▶ [Stated exercise 1] In the records below, reproduce the lines verbatim, beginning with the line that contains "-- locate the car headlight" and ending with the last line of the records, both included.

▶ [Document text]

The government appears to be focused on offering technology as the panacea for the ills of implementation in education. In the Budget Session, the HRD minister made a series of announcements in the Rajya Sabha on how the government plans to track online the learning of every child, on a day-to-day basis. Instead of mid-year reviews, she claimed, such regular monitoring will enable the system to deal with the learning deficit in the public education system and take speedier action. It would also allow parents, she said, to track their child’s attendance and progress in the classroom.
The recognition of the link between learning and dropping out is heartening, but the faith in technology to fix either or both problems is perplexing. While technology no doubt can, and should be, used to improve governance, it is only possible when the underlying conditions can enable technology to be used effectively. Unfortunately, the current state of institutions involved in the delivery of education, especially at the frontline level, are so abysmal that it is hard to see how technology can play the role envisaged for it.

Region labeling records
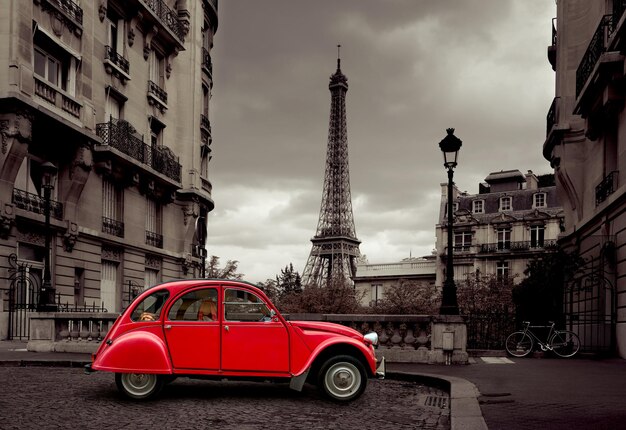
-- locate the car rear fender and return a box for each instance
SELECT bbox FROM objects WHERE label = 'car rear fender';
[92,330,172,374]
[293,337,376,376]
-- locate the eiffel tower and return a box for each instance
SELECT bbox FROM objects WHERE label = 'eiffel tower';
[302,45,361,287]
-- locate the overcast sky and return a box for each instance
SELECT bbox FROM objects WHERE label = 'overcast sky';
[207,0,556,282]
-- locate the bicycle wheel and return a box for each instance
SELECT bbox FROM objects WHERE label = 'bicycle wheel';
[550,330,580,358]
[505,331,533,357]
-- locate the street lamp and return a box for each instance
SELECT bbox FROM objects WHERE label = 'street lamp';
[439,128,462,315]
[37,161,57,312]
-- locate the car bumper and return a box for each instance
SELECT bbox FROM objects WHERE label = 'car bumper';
[376,357,387,379]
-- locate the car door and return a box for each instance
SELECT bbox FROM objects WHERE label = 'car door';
[222,287,289,372]
[163,287,220,371]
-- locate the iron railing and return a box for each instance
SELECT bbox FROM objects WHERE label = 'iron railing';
[576,15,613,97]
[96,118,182,182]
[144,0,184,40]
[596,170,618,206]
[146,230,163,248]
[202,48,213,76]
[102,216,124,237]
[480,240,558,253]
[46,0,83,25]
[13,188,63,220]
[104,45,130,74]
[148,81,167,104]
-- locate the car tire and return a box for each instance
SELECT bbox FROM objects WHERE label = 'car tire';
[115,373,164,400]
[317,355,367,402]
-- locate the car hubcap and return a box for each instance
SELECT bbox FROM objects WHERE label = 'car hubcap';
[325,363,361,397]
[122,373,157,397]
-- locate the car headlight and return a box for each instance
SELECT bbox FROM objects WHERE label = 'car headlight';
[363,331,378,345]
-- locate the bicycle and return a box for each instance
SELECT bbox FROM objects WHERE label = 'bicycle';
[505,321,580,358]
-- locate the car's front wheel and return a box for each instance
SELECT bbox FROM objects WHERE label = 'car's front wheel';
[317,355,367,402]
[115,373,164,400]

▶ [Stated exercise 2] Carry on the commentary on the government's plan to track children's learning online, picking up right after its last sentence.

▶ [Task answer 1]
-- locate the car headlight and return a box for each instance
SELECT bbox FROM objects WHERE label = 'car headlight';
[363,331,378,345]
-- locate the bicycle and return a box for each instance
SELECT bbox FROM objects WHERE label = 'bicycle';
[505,321,580,358]
-- locate the car's front wheel and return a box for each instance
SELECT bbox FROM objects WHERE label = 'car's front wheel';
[317,355,367,402]
[115,373,164,400]

▶ [Task answer 2]
To begin with, online tracking implies computer facilities in all schools or, if not schools, at the cluster or block level. While such aspirations have been mentioned in several policy announcements (notably Digital India), the reality is far removed. Most schools do not have computers (84 per cent, according to DISE, 2014-15), and many do not have electricity connections either (40 per cent). None has a budget line for electricity bills. The latter are to be paid for from the school maintenance grant, which is a paltry Rs 5,000 a year, barely sufficient to meet regular maintenance needs of schools. As a result, many schools rely on stealing from other connections; or where they do have a connection the teacher or head teacher has to use personal resources to pay. Sustaining computer use of the regularity required for such incessant monitoring is a distant dream.
Besides the physical infrastructural limitations, there is the well-known shortage of teachers that would make the task of maintaining daily records of learning of every child difficult to accomplish. With more than 10 per cent schools being single-teacher and less than 10 per cent schools having a full complement of teachers, that is, one teacher for every class, the daily computations required will be seen as a huge extra “burden” by the teachers and will in all likelihood take away from their core teaching duties. In fact, the propensity to fix governance problems through data collection in various forms (and formats) is already becoming counterproductive as far as teaching-learning processes and the time spent on them are concerned.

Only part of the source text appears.